**INFORMATION GIVEN:**
+ + + + +

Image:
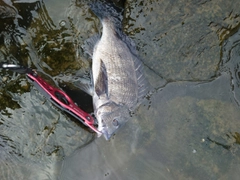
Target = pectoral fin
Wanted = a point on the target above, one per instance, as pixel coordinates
(101, 83)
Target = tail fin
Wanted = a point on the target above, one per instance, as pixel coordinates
(105, 9)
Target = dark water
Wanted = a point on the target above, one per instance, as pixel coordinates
(188, 128)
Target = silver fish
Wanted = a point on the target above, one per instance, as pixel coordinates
(119, 83)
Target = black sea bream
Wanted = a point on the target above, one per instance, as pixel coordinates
(119, 83)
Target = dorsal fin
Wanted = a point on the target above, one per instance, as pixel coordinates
(89, 44)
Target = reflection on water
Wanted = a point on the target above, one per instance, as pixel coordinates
(184, 130)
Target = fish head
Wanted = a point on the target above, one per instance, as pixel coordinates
(110, 118)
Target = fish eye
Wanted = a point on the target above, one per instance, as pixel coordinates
(115, 122)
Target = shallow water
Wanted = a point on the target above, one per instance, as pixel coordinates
(188, 127)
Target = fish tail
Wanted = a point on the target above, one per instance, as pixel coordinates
(104, 9)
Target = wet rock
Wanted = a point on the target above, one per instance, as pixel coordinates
(180, 40)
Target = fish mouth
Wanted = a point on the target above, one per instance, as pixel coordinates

+ + + + +

**EXERCISE AIM:**
Set down the data above verbatim, omitting every image.

**ANSWER FOR THIS EXERCISE:**
Image:
Target = pectoral fin
Wanted = a point on the target above, one per instance, as pixel coordinates
(101, 83)
Target = tail fin
Wanted = a point on the target above, one per instance, as pixel coordinates
(105, 9)
Target = dark water
Wanted = a point on the target above, one per instance, as pixel coordinates
(188, 128)
Target = silver fish
Wanted = a point on the target above, one per instance, as pixel coordinates
(119, 83)
Target = black sea bream
Wanted = a point on the target above, one per instance, as pixel coordinates
(119, 83)
Target = dorsal fin
Wanted = a point on the target above, one per instance, as pixel coordinates
(89, 44)
Target = reflection on water
Wanted = a point on the target above, one per instance, as pixel coordinates
(184, 130)
Target = fish head
Wanted = a point on the target above, one per instance, as pixel coordinates
(110, 118)
Target = fish eye
Wanted = a point on the target above, one per instance, as pixel coordinates
(115, 122)
Target = shallow water
Wanted = a point on the target above, one per instance, as pixel coordinates
(188, 127)
Target = fish tail
Wanted = a point on the target above, one per instance, as pixel coordinates
(104, 9)
Target = wet rock
Wanted = a point on the target above, one per instance, as pixel coordinates
(180, 40)
Target = fish mouth
Wanted = a point on the target above, one per instance, as pixel coordinates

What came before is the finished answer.